Data shown:
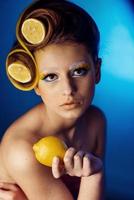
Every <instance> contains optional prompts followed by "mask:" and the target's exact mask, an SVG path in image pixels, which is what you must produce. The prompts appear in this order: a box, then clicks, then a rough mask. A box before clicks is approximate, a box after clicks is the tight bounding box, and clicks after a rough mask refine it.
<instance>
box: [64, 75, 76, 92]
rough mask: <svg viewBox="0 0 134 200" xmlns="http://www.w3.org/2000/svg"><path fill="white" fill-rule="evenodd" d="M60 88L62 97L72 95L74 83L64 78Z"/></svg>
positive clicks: (69, 80) (72, 80)
mask: <svg viewBox="0 0 134 200" xmlns="http://www.w3.org/2000/svg"><path fill="white" fill-rule="evenodd" d="M61 87H62V93H63V95H64V96H70V95H73V94H74V92H75V90H76V86H75V83H74V82H73V80H71V79H70V78H64V81H63V82H62V85H61Z"/></svg>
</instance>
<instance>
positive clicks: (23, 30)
mask: <svg viewBox="0 0 134 200" xmlns="http://www.w3.org/2000/svg"><path fill="white" fill-rule="evenodd" d="M21 32H22V34H23V36H24V38H25V39H26V40H27V41H28V42H29V43H31V44H39V43H40V42H42V41H43V39H44V37H45V28H44V25H43V23H42V22H41V21H39V20H37V19H34V18H29V19H27V20H25V21H24V22H23V24H22V27H21Z"/></svg>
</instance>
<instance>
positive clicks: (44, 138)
mask: <svg viewBox="0 0 134 200" xmlns="http://www.w3.org/2000/svg"><path fill="white" fill-rule="evenodd" d="M33 150H34V153H35V157H36V159H37V160H38V161H39V162H40V163H41V164H43V165H46V166H48V167H51V166H52V160H53V158H54V157H55V156H58V157H59V158H60V159H61V160H63V157H64V155H65V152H66V150H67V146H66V144H65V143H64V142H63V141H62V140H60V139H59V138H57V137H55V136H47V137H44V138H42V139H40V140H39V141H38V142H37V143H35V144H34V145H33Z"/></svg>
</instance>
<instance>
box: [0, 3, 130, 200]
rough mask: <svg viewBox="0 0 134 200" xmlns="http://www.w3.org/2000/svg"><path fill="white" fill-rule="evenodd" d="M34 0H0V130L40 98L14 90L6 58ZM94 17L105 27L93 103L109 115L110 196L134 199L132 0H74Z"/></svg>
mask: <svg viewBox="0 0 134 200" xmlns="http://www.w3.org/2000/svg"><path fill="white" fill-rule="evenodd" d="M30 2H32V1H31V0H19V1H15V0H4V1H1V2H0V38H1V39H0V91H1V92H0V111H1V112H0V135H1V136H2V135H3V133H4V131H5V130H6V128H7V127H8V126H9V125H10V124H11V123H12V122H13V121H14V120H15V119H16V118H18V117H19V116H20V115H22V114H23V113H24V112H26V111H27V110H28V109H30V108H31V107H33V106H34V105H35V104H37V103H39V102H40V99H39V97H37V96H36V95H35V94H34V92H33V91H30V92H22V91H19V90H17V89H15V88H14V87H13V86H12V85H11V84H10V82H9V81H8V79H7V77H6V73H5V59H6V55H7V53H8V52H9V49H10V48H11V45H12V43H13V41H14V38H15V25H16V22H17V19H18V16H19V15H20V13H21V12H22V10H23V9H24V8H25V7H26V6H27V5H29V3H30ZM73 2H75V3H77V4H78V5H80V6H82V7H83V8H85V9H86V10H87V11H88V12H89V13H90V14H91V15H92V16H93V18H94V19H95V21H96V23H97V24H98V27H99V29H100V32H101V44H100V56H101V57H102V59H103V64H102V78H101V82H100V84H98V85H97V87H96V94H95V98H94V101H93V103H94V104H95V105H97V106H99V107H100V108H101V109H102V110H103V111H104V112H105V115H106V117H107V123H108V127H107V141H106V193H107V200H132V199H133V200H134V172H133V170H134V145H133V144H134V12H133V11H134V10H133V5H132V2H133V1H129V0H90V1H89V0H83V1H80V0H73Z"/></svg>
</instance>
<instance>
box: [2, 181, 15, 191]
mask: <svg viewBox="0 0 134 200" xmlns="http://www.w3.org/2000/svg"><path fill="white" fill-rule="evenodd" d="M0 188H1V189H4V190H12V191H17V190H18V187H17V185H16V184H13V183H6V182H0Z"/></svg>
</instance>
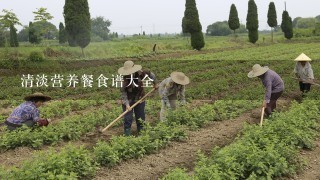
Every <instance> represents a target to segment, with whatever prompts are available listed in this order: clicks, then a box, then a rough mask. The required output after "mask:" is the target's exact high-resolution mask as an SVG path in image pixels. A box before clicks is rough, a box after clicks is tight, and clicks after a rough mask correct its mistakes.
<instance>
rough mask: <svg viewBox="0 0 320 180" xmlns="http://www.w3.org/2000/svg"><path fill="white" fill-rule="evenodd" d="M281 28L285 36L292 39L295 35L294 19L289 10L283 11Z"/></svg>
mask: <svg viewBox="0 0 320 180" xmlns="http://www.w3.org/2000/svg"><path fill="white" fill-rule="evenodd" d="M281 29H282V32H283V33H284V37H285V38H287V39H291V38H292V37H293V27H292V19H291V17H290V16H289V13H288V11H283V13H282V23H281Z"/></svg>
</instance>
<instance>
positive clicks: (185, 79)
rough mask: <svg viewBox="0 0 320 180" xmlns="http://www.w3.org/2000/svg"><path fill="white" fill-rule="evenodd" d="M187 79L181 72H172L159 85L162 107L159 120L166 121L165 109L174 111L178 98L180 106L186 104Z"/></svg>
mask: <svg viewBox="0 0 320 180" xmlns="http://www.w3.org/2000/svg"><path fill="white" fill-rule="evenodd" d="M189 82H190V81H189V78H188V77H187V76H186V75H185V74H184V73H182V72H172V73H171V75H170V77H168V78H167V79H165V80H163V81H162V82H161V83H160V85H159V94H160V97H161V102H162V107H161V111H160V120H161V121H164V120H165V119H166V113H167V112H166V109H167V108H168V109H172V110H174V109H176V100H177V98H178V97H179V100H180V103H181V105H184V104H185V103H186V100H185V85H187V84H189Z"/></svg>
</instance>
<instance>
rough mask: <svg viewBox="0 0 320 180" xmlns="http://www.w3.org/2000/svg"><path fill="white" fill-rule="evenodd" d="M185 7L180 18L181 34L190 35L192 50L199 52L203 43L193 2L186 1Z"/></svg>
mask: <svg viewBox="0 0 320 180" xmlns="http://www.w3.org/2000/svg"><path fill="white" fill-rule="evenodd" d="M185 7H186V9H185V11H184V17H183V18H182V32H183V33H184V34H186V33H190V34H191V46H192V48H194V49H197V50H200V49H201V48H203V47H204V44H205V43H204V38H203V34H202V26H201V23H200V21H199V13H198V9H197V5H196V2H195V0H186V5H185ZM198 38H200V39H198Z"/></svg>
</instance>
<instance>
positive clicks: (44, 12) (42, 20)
mask: <svg viewBox="0 0 320 180" xmlns="http://www.w3.org/2000/svg"><path fill="white" fill-rule="evenodd" d="M32 13H33V14H35V16H34V20H35V21H36V22H41V23H43V24H46V22H48V21H49V20H51V19H52V18H53V16H51V14H50V13H48V12H47V8H43V7H41V8H37V11H34V12H32ZM49 28H50V27H49V26H44V27H43V28H42V30H43V32H41V34H43V35H44V37H45V38H46V39H49Z"/></svg>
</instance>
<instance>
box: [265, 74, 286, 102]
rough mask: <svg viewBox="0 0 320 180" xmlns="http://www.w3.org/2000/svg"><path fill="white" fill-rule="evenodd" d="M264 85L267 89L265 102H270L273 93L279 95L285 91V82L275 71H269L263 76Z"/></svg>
mask: <svg viewBox="0 0 320 180" xmlns="http://www.w3.org/2000/svg"><path fill="white" fill-rule="evenodd" d="M261 81H262V84H263V85H264V87H265V88H266V93H265V100H266V102H267V103H269V102H270V98H271V93H277V92H280V91H283V90H284V82H283V80H282V79H281V77H280V76H279V75H278V74H277V73H276V72H274V71H272V70H270V69H269V70H268V71H267V72H266V73H264V75H263V76H262V79H261Z"/></svg>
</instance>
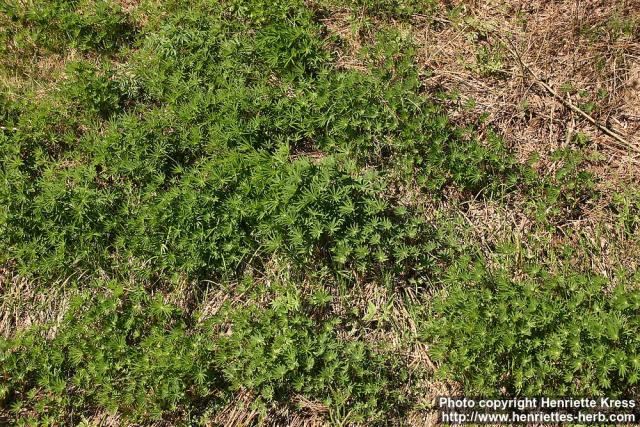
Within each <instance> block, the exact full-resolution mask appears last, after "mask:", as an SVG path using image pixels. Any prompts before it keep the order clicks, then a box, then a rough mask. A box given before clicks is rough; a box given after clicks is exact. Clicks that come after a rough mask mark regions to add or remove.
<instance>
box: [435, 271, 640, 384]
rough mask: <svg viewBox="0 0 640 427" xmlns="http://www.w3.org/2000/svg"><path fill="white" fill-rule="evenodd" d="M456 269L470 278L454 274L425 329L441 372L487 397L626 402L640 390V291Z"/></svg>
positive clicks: (584, 277)
mask: <svg viewBox="0 0 640 427" xmlns="http://www.w3.org/2000/svg"><path fill="white" fill-rule="evenodd" d="M456 268H457V269H459V268H463V269H464V271H466V272H469V274H468V276H469V277H467V278H466V280H464V279H465V278H464V277H462V275H455V273H454V277H455V279H456V280H455V281H454V282H453V283H451V286H450V287H448V288H447V293H446V295H442V296H441V297H440V298H438V299H437V301H436V303H435V306H434V310H435V314H436V316H437V317H436V318H435V319H434V320H433V321H432V322H430V323H429V324H428V325H427V326H426V330H425V335H426V336H427V337H428V339H429V340H430V341H432V342H433V343H434V344H433V348H432V350H431V354H432V355H433V356H434V357H435V358H436V359H437V360H440V361H443V362H445V363H444V366H445V368H444V369H443V371H442V372H441V374H444V375H445V376H448V375H452V376H453V378H455V379H456V380H459V381H461V382H462V383H463V384H465V386H466V388H467V389H469V390H474V391H476V392H478V393H481V394H487V395H491V394H495V393H497V391H498V390H500V389H502V387H505V388H506V389H507V390H508V391H509V393H510V394H516V393H522V394H523V395H525V396H537V395H561V396H567V395H574V396H596V395H611V394H624V393H629V392H630V389H629V388H630V387H633V386H635V385H636V384H637V383H638V380H639V379H640V340H639V336H638V330H639V328H640V325H639V324H638V322H639V321H640V317H639V316H638V310H639V309H640V292H639V291H638V290H637V289H636V290H632V289H625V287H624V286H622V285H620V286H617V287H615V288H614V289H612V290H610V291H609V292H607V291H604V290H603V286H604V285H606V283H607V280H606V279H604V278H602V277H589V276H586V275H581V274H576V273H571V272H568V273H566V274H565V275H562V276H558V275H554V274H550V273H547V272H545V271H543V270H541V269H540V266H536V265H533V266H531V267H529V268H528V269H530V270H531V271H529V272H528V274H527V277H526V278H525V279H524V280H520V281H517V282H514V281H513V280H511V279H510V278H509V276H508V274H507V273H506V271H495V272H491V271H486V269H485V268H483V267H482V266H481V265H475V266H473V265H462V266H460V265H458V266H456Z"/></svg>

Work order: Identify every line of the listing above that contains the word "positive", and copy each of those lines in full. Case counts, so match only that exact capitalization.

Reply:
positive clicks: (69, 80) (72, 80)
positive clicks: (23, 30)
positive clicks: (44, 138)
positive clicks: (185, 79)
positive clicks: (44, 12) (42, 20)
positive clicks: (584, 277)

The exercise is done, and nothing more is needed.